/---

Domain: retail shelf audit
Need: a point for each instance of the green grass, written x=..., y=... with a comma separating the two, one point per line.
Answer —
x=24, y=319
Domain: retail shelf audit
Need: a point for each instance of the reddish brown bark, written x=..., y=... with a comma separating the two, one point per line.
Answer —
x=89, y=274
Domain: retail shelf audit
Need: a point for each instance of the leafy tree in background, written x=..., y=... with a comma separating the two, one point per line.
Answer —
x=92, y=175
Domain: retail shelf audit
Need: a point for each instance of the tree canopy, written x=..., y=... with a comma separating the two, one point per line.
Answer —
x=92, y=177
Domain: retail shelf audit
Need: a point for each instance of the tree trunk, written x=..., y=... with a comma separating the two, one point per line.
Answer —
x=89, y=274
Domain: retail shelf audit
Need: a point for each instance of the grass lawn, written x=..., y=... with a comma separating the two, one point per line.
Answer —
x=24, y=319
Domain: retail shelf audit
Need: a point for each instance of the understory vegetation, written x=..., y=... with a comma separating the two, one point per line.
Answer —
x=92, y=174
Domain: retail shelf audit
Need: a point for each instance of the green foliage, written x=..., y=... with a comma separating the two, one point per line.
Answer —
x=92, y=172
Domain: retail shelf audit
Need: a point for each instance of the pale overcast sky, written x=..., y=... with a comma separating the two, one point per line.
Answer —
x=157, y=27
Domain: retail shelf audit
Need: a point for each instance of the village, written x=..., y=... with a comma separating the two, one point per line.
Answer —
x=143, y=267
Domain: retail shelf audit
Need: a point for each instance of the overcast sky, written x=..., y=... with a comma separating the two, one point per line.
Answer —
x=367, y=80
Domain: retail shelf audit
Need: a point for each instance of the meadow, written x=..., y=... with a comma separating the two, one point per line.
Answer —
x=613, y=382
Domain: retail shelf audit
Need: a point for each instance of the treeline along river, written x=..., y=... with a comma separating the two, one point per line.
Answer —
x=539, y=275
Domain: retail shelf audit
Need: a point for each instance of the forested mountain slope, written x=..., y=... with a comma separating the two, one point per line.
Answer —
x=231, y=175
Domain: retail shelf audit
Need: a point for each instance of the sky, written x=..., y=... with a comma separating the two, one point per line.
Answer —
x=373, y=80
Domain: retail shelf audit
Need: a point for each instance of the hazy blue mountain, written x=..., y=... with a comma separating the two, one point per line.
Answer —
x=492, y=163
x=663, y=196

\---

What this task involves —
Print all of the entries again, exactly as written.

Expected output —
Domain: retail shelf audit
Need: a point for each instance of the green grass, written x=..., y=... with a comma separating the two, one point per line.
Answer —
x=24, y=319
Domain: retail shelf audit
Need: a point for each instance of the reddish brown bark, written x=..., y=... with a comma separating the two, one point per line.
Answer —
x=89, y=274
Domain: retail shelf audit
Need: a point for each instance of the leafy tree in background, written x=..., y=... with a comma separating the two, one point per line.
Answer —
x=92, y=175
Domain: retail shelf audit
Need: a point for each instance of the tree canopy, written x=..., y=... with a comma separating the two, one point per line.
Answer —
x=92, y=177
Domain: retail shelf audit
Need: a point for each instance of the tree trunk, written x=..., y=... with a comma separating the two, one point per line.
Answer —
x=89, y=274
Domain: retail shelf audit
Need: a point for each instance of the grass lawn, written x=..., y=... with a comma separating the two, one point per line.
Answer —
x=24, y=319
Domain: retail shelf audit
Need: a point for each instance of the understory vegetation, written x=..., y=... with a comma separating the two, one point per line.
Answer —
x=92, y=174
Domain: retail shelf audit
Need: a point for each instance of the green foliage, written x=..., y=... with a comma separating the two, one point per line.
Answer —
x=92, y=172
Domain: retail shelf audit
Need: a point for each instance of the pale overcast sky, written x=..., y=... with a comma separating the two, one point per line.
Answer —
x=157, y=27
Domain: retail shelf audit
Need: a point for each instance of the village, written x=..., y=... with a comma separating the two, one point per line.
Answer —
x=143, y=267
Domain: retail shelf audit
Need: a point for each instance of the overcast sky, written x=..., y=... with a comma separating the two, one point per line.
Answer —
x=367, y=80
Domain: retail shelf audit
Need: a point for each instance of the meadow, written x=..., y=... with a comma separating the two, one point per line.
Answer —
x=613, y=382
Domain: retail shelf audit
Need: a point for each instance of the treeline along river, written x=..., y=... with a comma separating the two, one point per line.
Answer —
x=539, y=275
Domain: retail shelf audit
Need: a point for each instance of the forested mountain slope, written x=..., y=... with a comma separating the two, one point per line.
Answer —
x=231, y=175
Domain: retail shelf audit
Need: a point for each instance of the sky, written x=..., y=... with a comma separating the two, one point per line.
Answer —
x=373, y=80
Domain: retail shelf audit
Need: a point for each instance of the hazy blue mountain, written x=..., y=... with a comma separating the two, one point per line.
Answer —
x=492, y=163
x=663, y=196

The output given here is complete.